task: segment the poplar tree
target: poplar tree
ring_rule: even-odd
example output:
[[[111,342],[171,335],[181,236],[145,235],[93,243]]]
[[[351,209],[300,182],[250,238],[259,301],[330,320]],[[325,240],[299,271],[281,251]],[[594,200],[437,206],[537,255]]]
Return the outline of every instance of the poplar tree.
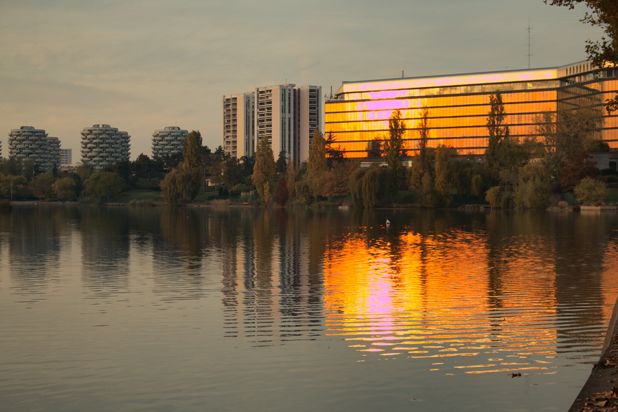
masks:
[[[309,148],[309,159],[307,161],[307,175],[311,195],[317,197],[322,195],[323,186],[328,164],[326,160],[326,141],[324,136],[316,130],[313,132],[311,147]]]
[[[273,149],[268,144],[268,138],[262,136],[255,151],[255,165],[253,167],[251,180],[255,186],[258,194],[266,204],[270,204],[273,198],[271,192],[275,174]]]
[[[389,137],[384,141],[384,153],[391,175],[390,189],[393,195],[402,186],[406,175],[406,168],[402,163],[406,155],[405,133],[406,125],[401,119],[401,112],[395,110],[389,119]]]

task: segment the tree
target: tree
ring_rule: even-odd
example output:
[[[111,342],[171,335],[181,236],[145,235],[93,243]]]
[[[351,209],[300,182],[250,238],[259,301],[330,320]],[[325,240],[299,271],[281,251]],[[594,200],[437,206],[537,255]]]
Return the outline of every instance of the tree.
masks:
[[[328,167],[332,167],[335,162],[341,162],[345,159],[343,150],[339,145],[335,147],[336,136],[331,132],[326,134],[324,145],[326,148],[326,163]]]
[[[5,199],[12,200],[16,197],[21,197],[27,191],[25,186],[27,180],[22,175],[6,175],[0,173],[0,195]]]
[[[311,195],[316,198],[322,195],[324,178],[328,171],[326,162],[326,141],[319,130],[313,132],[311,147],[309,148],[309,159],[307,160],[307,178]]]
[[[382,157],[382,141],[379,138],[374,138],[374,140],[369,143],[367,149],[367,157]]]
[[[607,186],[600,180],[584,178],[575,187],[573,193],[582,204],[600,206],[607,198]]]
[[[500,171],[506,167],[504,146],[509,141],[509,126],[504,124],[506,112],[502,95],[499,92],[490,95],[490,108],[487,115],[487,130],[489,132],[485,162],[490,175],[495,180],[500,178]]]
[[[288,160],[286,158],[286,151],[282,150],[279,152],[279,157],[277,158],[277,162],[275,163],[277,173],[284,173],[288,169]]]
[[[288,190],[288,179],[285,174],[282,175],[277,183],[277,189],[275,189],[273,200],[279,206],[284,206],[290,197],[290,192]]]
[[[187,174],[191,190],[188,199],[193,200],[200,191],[204,175],[202,165],[202,134],[192,130],[187,134],[183,145],[183,171]]]
[[[358,167],[350,176],[350,193],[356,207],[371,208],[387,194],[388,171],[374,166]]]
[[[405,133],[406,125],[401,119],[401,112],[395,110],[389,118],[389,138],[384,141],[384,152],[390,174],[389,189],[393,195],[405,183],[406,168],[402,163],[406,156]]]
[[[427,147],[429,143],[429,109],[423,107],[421,112],[421,121],[419,125],[418,132],[420,134],[418,142],[418,154],[420,157],[421,171],[427,171],[426,162]]]
[[[74,200],[77,197],[77,184],[73,178],[66,177],[58,179],[52,185],[56,197],[60,200]]]
[[[275,156],[268,144],[268,139],[264,136],[260,139],[255,151],[255,165],[253,167],[251,180],[258,194],[266,204],[270,204],[272,199],[271,191],[275,173]]]
[[[93,173],[84,183],[86,193],[95,197],[108,197],[119,195],[124,189],[124,181],[117,173],[100,171]]]
[[[161,192],[168,205],[176,207],[181,200],[190,197],[192,184],[182,167],[172,169],[159,184]]]
[[[51,173],[41,173],[30,181],[32,194],[39,199],[48,199],[54,196],[54,176]]]
[[[586,12],[582,22],[600,27],[605,36],[600,41],[586,41],[588,59],[599,70],[606,65],[618,65],[618,2],[616,0],[545,0],[552,5],[573,9],[578,3],[584,3],[590,12]],[[618,95],[608,99],[605,108],[608,113],[618,110]]]
[[[595,147],[593,137],[600,121],[597,110],[585,107],[557,114],[545,112],[537,117],[536,132],[546,147],[543,162],[559,189],[571,191],[584,177],[596,174],[586,150]]]
[[[360,166],[358,162],[346,160],[333,165],[324,179],[325,196],[345,196],[350,194],[350,176]]]
[[[547,169],[540,163],[521,168],[515,185],[513,199],[515,207],[543,208],[549,201],[551,186]]]

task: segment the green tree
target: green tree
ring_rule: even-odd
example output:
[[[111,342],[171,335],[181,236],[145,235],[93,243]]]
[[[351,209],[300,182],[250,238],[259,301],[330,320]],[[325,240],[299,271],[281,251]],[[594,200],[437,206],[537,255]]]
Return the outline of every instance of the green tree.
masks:
[[[262,202],[270,204],[272,200],[271,191],[273,182],[276,173],[275,169],[275,156],[273,149],[268,144],[268,139],[262,136],[258,144],[255,151],[255,165],[253,167],[253,174],[251,180],[262,197]]]
[[[384,141],[384,153],[390,178],[389,186],[393,195],[405,184],[406,167],[402,163],[406,156],[405,123],[401,119],[401,112],[395,110],[389,118],[389,137]]]
[[[427,171],[427,148],[429,144],[429,109],[423,107],[421,112],[421,120],[418,132],[420,135],[418,141],[418,154],[420,157],[420,169],[422,173]]]
[[[165,203],[172,208],[190,196],[192,189],[189,176],[181,167],[172,169],[159,184]]]
[[[326,163],[328,167],[332,167],[334,163],[341,163],[345,160],[345,156],[343,154],[343,150],[341,147],[337,145],[336,136],[331,132],[326,134],[326,138],[324,140],[324,146],[326,149]]]
[[[192,130],[187,134],[183,145],[183,171],[190,182],[189,200],[193,200],[200,192],[204,168],[202,165],[202,134]]]
[[[95,172],[84,183],[86,194],[95,197],[107,197],[119,195],[124,189],[124,181],[117,173],[100,171]]]
[[[570,9],[578,3],[588,6],[589,11],[581,21],[601,28],[605,34],[600,40],[586,41],[588,59],[599,69],[608,65],[618,65],[618,2],[616,0],[545,0],[545,2]],[[618,95],[608,99],[605,103],[608,113],[618,110]]]
[[[275,162],[275,169],[279,174],[286,173],[288,169],[288,159],[286,158],[285,150],[279,152],[279,157],[277,158],[277,161]]]
[[[526,165],[519,171],[513,193],[515,207],[544,208],[549,202],[551,191],[549,173],[540,163]]]
[[[277,183],[275,189],[273,200],[279,206],[284,206],[290,197],[290,191],[288,190],[288,179],[285,174],[282,175]]]
[[[49,199],[54,196],[54,176],[51,173],[40,173],[30,180],[30,191],[39,199]]]
[[[584,178],[573,189],[575,198],[586,206],[600,206],[607,198],[607,186],[600,180]]]
[[[323,195],[325,196],[349,195],[350,176],[359,167],[359,162],[354,160],[335,162],[324,179]]]
[[[485,162],[490,175],[498,181],[500,180],[500,171],[506,168],[510,162],[505,147],[509,142],[510,130],[509,126],[504,124],[507,114],[502,95],[499,92],[490,95],[490,105],[487,116],[489,138],[485,149]]]
[[[545,112],[537,117],[536,132],[545,141],[543,162],[562,191],[573,189],[585,176],[596,174],[586,149],[594,147],[595,132],[600,124],[598,110],[591,108]]]
[[[358,167],[350,175],[350,194],[356,207],[371,208],[384,198],[388,190],[388,171],[374,166]]]
[[[324,179],[328,171],[326,162],[326,141],[319,130],[313,132],[311,147],[309,148],[309,159],[307,160],[307,178],[311,195],[314,198],[323,195]]]
[[[23,197],[27,194],[27,180],[24,175],[0,173],[0,195],[11,200]]]
[[[56,197],[60,200],[74,200],[77,197],[77,184],[73,178],[58,179],[52,185]]]
[[[380,139],[380,138],[375,137],[369,143],[367,149],[367,157],[382,157],[382,141]]]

★ ★ ★ ★ ★ ★ ★

Aim:
Locate every line in the entries above that contains the string "segment" and copy each such line in full.

Final answer:
task: segment the poplar tree
task: segment the tree
task: segment the green tree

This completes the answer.